### EXERCISE GOAL
Select and copy every line in the records below that contains the word "frame".

[start DATA LINES]

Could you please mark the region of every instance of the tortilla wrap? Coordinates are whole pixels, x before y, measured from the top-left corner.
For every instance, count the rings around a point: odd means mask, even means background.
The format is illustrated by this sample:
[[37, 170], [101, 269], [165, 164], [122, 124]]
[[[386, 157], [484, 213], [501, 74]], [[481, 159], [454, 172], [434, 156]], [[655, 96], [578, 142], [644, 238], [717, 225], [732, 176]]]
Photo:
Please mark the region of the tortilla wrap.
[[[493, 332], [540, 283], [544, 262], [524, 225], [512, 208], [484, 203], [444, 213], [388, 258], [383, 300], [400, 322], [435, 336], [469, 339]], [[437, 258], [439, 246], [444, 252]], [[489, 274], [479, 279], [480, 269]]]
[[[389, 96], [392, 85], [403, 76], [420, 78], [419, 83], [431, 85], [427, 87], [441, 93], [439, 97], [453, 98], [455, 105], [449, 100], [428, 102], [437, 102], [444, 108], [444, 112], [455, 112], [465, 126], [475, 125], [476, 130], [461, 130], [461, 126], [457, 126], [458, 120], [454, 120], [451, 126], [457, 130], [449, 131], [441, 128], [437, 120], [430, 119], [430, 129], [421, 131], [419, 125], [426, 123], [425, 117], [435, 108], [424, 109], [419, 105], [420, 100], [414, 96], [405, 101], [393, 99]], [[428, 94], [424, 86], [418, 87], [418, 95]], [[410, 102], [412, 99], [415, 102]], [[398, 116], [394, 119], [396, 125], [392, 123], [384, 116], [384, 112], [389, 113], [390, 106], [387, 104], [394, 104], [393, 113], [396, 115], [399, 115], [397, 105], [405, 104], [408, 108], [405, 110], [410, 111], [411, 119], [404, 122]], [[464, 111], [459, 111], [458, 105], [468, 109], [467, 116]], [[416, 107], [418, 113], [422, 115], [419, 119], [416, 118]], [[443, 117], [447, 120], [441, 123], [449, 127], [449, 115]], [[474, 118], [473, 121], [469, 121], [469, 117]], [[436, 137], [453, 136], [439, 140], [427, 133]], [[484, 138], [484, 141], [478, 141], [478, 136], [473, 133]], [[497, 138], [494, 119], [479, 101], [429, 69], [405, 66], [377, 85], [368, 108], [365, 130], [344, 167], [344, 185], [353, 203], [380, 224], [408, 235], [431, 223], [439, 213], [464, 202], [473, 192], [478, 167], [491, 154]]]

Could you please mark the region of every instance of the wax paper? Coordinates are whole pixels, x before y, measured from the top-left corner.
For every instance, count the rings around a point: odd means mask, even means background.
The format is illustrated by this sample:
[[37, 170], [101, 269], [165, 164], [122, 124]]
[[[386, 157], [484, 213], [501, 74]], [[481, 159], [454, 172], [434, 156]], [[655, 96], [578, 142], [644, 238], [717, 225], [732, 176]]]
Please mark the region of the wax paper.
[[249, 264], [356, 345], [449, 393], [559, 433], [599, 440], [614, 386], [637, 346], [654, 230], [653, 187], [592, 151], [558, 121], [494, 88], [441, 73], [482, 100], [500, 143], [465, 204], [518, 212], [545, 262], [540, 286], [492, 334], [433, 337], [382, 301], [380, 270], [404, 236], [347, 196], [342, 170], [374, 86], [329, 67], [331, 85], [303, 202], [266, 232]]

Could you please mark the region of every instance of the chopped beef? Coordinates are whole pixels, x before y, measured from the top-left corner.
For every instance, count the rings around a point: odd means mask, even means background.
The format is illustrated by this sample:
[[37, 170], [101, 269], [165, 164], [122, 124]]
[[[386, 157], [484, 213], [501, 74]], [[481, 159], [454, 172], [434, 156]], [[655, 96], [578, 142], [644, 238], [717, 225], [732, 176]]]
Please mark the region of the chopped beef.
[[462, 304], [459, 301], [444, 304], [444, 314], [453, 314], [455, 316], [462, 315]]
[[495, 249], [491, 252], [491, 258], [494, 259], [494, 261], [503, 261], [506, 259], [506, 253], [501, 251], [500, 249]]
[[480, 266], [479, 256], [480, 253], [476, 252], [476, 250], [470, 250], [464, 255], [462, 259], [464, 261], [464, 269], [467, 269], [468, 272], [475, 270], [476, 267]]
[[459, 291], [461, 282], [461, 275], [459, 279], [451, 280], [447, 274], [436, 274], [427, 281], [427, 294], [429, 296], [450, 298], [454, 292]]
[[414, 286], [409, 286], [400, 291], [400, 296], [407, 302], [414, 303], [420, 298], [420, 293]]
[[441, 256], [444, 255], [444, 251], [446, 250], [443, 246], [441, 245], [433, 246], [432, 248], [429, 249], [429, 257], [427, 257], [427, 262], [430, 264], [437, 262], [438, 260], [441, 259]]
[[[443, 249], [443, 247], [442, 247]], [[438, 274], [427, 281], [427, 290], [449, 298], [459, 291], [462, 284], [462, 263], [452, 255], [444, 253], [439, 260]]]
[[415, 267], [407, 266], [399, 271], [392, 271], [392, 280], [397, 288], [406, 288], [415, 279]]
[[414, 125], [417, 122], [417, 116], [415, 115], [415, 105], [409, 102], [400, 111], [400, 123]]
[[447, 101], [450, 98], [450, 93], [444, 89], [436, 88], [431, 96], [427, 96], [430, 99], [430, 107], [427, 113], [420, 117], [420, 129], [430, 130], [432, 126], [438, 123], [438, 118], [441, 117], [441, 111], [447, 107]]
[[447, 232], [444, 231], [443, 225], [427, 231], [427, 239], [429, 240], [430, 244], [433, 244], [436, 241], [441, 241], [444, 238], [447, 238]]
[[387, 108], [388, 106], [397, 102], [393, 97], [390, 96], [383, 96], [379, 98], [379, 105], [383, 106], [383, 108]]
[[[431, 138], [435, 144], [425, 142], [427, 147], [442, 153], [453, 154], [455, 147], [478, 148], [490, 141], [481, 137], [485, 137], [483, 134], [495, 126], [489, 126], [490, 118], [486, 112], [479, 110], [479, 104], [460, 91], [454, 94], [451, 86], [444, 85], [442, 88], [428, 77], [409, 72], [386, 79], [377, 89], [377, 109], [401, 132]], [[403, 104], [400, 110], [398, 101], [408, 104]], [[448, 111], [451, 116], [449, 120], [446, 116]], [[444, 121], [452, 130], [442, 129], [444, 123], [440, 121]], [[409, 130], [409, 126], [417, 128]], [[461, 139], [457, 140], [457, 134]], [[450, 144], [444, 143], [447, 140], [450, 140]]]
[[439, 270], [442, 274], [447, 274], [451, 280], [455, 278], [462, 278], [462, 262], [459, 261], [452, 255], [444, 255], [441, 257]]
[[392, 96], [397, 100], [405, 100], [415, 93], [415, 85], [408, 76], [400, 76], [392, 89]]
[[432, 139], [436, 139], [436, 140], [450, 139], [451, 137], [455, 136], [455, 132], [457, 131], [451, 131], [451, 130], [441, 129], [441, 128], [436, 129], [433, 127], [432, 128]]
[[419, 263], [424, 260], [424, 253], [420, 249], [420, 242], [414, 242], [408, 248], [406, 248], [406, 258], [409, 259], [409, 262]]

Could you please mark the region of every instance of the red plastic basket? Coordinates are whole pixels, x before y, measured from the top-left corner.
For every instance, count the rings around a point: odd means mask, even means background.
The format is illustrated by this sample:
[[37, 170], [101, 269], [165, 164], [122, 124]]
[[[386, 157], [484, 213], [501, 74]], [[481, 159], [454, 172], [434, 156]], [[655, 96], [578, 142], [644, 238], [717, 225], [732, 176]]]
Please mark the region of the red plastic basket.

[end DATA LINES]
[start DATA LINES]

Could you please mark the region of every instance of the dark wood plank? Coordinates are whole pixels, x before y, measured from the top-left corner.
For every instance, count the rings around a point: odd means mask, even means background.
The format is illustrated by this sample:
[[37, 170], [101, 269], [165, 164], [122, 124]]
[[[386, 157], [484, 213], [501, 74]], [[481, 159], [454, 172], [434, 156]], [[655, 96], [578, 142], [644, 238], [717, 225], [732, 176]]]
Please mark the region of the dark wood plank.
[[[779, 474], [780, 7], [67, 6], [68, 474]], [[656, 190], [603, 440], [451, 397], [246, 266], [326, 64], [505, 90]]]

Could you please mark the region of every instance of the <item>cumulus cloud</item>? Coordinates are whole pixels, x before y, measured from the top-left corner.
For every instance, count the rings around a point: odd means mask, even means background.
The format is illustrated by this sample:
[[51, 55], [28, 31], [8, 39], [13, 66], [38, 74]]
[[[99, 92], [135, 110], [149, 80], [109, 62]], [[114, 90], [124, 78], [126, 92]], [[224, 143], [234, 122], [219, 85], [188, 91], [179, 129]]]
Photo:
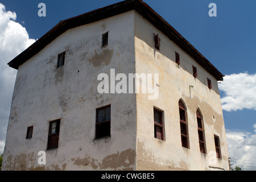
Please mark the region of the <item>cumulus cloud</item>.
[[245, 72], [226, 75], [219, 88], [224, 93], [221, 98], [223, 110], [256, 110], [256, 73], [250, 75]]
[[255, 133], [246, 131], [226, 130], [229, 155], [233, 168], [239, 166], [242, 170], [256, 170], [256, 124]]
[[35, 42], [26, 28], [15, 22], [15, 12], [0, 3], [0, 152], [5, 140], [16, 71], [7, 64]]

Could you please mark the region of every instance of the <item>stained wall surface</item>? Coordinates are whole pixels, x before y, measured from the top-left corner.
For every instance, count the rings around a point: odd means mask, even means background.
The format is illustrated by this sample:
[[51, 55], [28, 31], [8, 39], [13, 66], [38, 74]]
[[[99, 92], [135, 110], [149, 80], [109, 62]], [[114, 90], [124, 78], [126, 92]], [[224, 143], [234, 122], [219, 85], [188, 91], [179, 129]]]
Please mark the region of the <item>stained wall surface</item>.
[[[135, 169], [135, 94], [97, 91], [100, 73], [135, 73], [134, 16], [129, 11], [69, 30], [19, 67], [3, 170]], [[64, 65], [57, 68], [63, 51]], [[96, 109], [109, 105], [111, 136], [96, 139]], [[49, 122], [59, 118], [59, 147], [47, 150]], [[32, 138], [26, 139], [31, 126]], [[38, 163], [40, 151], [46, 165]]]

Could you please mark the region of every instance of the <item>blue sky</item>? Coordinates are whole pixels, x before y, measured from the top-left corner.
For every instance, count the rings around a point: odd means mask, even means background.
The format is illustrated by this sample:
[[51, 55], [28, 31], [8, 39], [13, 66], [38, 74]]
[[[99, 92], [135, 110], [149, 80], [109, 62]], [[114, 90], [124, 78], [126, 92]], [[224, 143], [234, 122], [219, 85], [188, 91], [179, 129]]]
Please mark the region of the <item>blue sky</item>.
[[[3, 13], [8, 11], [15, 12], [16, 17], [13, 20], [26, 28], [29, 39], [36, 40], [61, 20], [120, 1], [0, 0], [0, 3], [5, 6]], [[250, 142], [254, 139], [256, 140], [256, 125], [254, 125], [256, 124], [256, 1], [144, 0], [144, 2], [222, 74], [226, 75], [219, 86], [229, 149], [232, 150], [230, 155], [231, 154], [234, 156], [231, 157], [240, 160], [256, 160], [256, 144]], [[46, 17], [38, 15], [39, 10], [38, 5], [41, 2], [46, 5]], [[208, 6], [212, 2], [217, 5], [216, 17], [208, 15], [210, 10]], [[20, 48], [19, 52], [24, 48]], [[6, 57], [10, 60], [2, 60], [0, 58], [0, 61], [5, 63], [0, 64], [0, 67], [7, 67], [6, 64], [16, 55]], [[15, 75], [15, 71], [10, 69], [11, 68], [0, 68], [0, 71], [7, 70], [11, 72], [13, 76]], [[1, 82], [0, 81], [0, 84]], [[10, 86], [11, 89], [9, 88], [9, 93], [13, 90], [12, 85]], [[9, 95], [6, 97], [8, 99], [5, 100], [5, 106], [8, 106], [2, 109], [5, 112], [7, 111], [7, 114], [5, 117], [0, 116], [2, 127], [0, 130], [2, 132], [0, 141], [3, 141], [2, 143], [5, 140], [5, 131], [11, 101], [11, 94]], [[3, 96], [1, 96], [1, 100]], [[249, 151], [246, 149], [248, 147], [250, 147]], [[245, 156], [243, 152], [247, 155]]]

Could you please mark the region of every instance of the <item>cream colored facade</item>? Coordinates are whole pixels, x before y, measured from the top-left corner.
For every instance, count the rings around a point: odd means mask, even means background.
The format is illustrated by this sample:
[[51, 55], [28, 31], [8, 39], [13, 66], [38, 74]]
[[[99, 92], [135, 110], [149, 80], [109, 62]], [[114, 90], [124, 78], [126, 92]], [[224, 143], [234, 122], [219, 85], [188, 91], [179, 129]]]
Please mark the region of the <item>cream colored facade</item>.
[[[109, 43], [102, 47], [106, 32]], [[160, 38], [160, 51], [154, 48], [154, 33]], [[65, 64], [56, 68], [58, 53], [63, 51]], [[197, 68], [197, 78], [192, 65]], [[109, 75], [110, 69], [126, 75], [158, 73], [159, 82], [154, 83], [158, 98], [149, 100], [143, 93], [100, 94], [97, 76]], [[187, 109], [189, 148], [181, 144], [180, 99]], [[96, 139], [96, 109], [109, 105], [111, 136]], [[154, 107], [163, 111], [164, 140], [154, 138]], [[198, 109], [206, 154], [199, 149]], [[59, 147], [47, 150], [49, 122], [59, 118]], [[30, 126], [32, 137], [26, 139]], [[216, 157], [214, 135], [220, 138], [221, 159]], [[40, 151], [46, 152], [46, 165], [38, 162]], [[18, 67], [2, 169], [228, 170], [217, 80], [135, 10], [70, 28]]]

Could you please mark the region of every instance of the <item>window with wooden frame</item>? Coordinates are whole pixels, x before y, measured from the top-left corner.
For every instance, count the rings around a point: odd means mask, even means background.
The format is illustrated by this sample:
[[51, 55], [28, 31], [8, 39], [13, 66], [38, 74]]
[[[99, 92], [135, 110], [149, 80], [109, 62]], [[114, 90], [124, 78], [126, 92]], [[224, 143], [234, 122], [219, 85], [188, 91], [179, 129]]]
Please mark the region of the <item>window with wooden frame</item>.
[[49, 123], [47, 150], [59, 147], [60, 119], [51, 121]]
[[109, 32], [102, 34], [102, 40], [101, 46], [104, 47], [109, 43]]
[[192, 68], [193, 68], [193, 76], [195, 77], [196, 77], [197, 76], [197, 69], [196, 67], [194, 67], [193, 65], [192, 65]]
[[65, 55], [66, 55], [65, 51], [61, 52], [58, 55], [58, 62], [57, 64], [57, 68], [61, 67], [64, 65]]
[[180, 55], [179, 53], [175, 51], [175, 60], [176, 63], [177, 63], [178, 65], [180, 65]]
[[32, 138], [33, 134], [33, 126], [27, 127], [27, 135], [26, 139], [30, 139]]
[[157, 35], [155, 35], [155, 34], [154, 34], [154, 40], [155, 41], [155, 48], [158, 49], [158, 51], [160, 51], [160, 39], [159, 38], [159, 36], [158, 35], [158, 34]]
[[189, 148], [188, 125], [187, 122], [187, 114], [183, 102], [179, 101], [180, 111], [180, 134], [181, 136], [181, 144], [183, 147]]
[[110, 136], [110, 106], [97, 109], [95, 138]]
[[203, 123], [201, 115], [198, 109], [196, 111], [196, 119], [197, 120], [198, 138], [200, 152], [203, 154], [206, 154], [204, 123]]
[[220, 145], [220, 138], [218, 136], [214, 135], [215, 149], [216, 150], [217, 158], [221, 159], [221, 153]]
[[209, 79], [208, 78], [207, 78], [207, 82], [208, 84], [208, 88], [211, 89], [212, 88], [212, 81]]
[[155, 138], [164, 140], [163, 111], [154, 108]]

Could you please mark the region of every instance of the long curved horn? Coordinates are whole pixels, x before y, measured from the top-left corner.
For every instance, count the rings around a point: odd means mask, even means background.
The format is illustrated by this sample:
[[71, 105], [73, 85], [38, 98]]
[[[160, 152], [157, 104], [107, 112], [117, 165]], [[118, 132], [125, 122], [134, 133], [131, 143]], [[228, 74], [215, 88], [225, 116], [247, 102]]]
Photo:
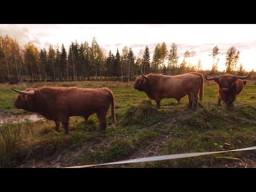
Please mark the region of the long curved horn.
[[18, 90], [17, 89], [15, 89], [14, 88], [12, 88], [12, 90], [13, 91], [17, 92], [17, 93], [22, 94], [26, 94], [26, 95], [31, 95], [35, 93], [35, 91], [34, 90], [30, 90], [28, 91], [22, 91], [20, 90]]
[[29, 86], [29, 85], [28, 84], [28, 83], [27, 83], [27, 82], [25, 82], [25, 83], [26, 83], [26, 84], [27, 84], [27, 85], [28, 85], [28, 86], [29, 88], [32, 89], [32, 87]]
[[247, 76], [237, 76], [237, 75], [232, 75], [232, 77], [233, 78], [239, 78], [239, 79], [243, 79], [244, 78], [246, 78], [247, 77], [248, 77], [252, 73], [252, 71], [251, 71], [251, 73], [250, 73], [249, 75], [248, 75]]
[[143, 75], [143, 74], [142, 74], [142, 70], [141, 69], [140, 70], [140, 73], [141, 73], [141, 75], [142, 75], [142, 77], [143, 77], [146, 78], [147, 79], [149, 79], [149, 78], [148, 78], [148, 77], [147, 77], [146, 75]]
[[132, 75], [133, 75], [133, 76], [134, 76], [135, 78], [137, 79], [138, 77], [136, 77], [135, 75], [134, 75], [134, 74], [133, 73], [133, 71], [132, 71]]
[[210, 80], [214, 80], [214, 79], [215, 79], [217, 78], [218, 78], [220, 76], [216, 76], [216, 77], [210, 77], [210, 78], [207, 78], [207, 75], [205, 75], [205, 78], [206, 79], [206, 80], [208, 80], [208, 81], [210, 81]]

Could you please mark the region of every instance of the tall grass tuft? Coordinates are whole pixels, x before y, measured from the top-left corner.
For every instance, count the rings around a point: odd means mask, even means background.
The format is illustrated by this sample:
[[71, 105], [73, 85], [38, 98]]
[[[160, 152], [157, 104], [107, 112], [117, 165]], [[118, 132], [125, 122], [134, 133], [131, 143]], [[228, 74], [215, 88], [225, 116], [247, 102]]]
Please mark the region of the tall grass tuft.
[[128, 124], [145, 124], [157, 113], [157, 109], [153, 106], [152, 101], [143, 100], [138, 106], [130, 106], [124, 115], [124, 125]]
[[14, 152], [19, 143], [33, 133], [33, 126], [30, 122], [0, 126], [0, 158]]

[end DATA LINES]

### SOLUTION TO THIS EXERCISE
Could you please mark the region of every instance of the <item>window with wooden frame</item>? Coordinates are whole pixels, x before y, measured from the top-left corner.
Please mark the region of the <item>window with wooden frame</item>.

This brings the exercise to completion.